**ENTRIES SUPPLIED:**

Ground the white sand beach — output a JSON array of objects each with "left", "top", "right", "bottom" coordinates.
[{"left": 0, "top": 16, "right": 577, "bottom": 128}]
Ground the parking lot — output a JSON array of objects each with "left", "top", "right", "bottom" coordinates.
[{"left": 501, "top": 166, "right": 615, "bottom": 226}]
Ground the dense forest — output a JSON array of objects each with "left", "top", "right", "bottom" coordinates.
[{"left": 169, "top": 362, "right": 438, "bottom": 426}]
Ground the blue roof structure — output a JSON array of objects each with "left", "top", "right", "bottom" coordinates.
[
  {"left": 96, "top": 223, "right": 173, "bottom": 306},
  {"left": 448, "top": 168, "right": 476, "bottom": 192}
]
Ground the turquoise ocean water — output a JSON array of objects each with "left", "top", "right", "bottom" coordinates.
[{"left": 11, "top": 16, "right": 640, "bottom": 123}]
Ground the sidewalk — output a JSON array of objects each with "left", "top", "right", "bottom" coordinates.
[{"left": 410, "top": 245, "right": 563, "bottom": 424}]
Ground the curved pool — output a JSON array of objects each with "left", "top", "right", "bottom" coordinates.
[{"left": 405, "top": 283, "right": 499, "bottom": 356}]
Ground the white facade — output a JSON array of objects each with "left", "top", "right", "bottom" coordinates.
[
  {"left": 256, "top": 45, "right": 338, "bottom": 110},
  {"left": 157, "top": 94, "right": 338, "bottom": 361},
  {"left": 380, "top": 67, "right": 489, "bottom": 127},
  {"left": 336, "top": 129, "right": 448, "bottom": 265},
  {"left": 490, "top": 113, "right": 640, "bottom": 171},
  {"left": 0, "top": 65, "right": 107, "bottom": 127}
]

* * *

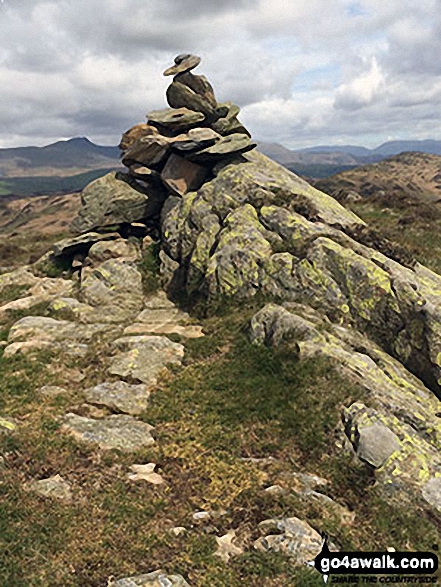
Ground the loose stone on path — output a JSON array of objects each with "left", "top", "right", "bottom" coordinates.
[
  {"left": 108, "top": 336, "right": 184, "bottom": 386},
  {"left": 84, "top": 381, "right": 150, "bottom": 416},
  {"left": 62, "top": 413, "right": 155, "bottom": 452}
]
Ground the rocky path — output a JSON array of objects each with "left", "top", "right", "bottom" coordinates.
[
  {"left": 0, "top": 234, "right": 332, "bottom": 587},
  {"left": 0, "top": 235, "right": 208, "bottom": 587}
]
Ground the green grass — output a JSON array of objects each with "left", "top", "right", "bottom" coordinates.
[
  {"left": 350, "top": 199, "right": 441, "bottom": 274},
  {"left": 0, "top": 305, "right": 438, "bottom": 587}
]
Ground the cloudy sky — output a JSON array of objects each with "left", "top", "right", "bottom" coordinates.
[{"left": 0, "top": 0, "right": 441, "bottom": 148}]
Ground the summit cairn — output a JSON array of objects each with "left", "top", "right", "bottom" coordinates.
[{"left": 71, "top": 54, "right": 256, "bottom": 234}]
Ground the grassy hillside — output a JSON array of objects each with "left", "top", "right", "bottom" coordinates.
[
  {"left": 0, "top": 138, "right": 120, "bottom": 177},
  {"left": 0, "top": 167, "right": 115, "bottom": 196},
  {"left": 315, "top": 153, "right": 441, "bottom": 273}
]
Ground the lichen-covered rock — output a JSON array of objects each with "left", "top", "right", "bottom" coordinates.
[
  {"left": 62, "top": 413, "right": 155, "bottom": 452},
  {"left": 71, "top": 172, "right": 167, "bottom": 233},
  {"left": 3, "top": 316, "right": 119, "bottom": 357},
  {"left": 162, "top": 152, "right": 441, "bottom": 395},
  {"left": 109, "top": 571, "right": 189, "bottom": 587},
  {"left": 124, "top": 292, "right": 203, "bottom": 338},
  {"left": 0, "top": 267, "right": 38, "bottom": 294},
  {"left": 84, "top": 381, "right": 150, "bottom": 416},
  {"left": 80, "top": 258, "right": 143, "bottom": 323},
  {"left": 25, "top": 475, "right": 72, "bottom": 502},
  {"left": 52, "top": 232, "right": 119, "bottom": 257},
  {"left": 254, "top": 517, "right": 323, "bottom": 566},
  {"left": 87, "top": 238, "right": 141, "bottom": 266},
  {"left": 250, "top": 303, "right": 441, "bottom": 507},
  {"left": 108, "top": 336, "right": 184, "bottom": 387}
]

**TASK DETAILS:**
How many lines in the items above contain the word "white"? Reply with the number only.

**REPLY TO THE TASK:**
2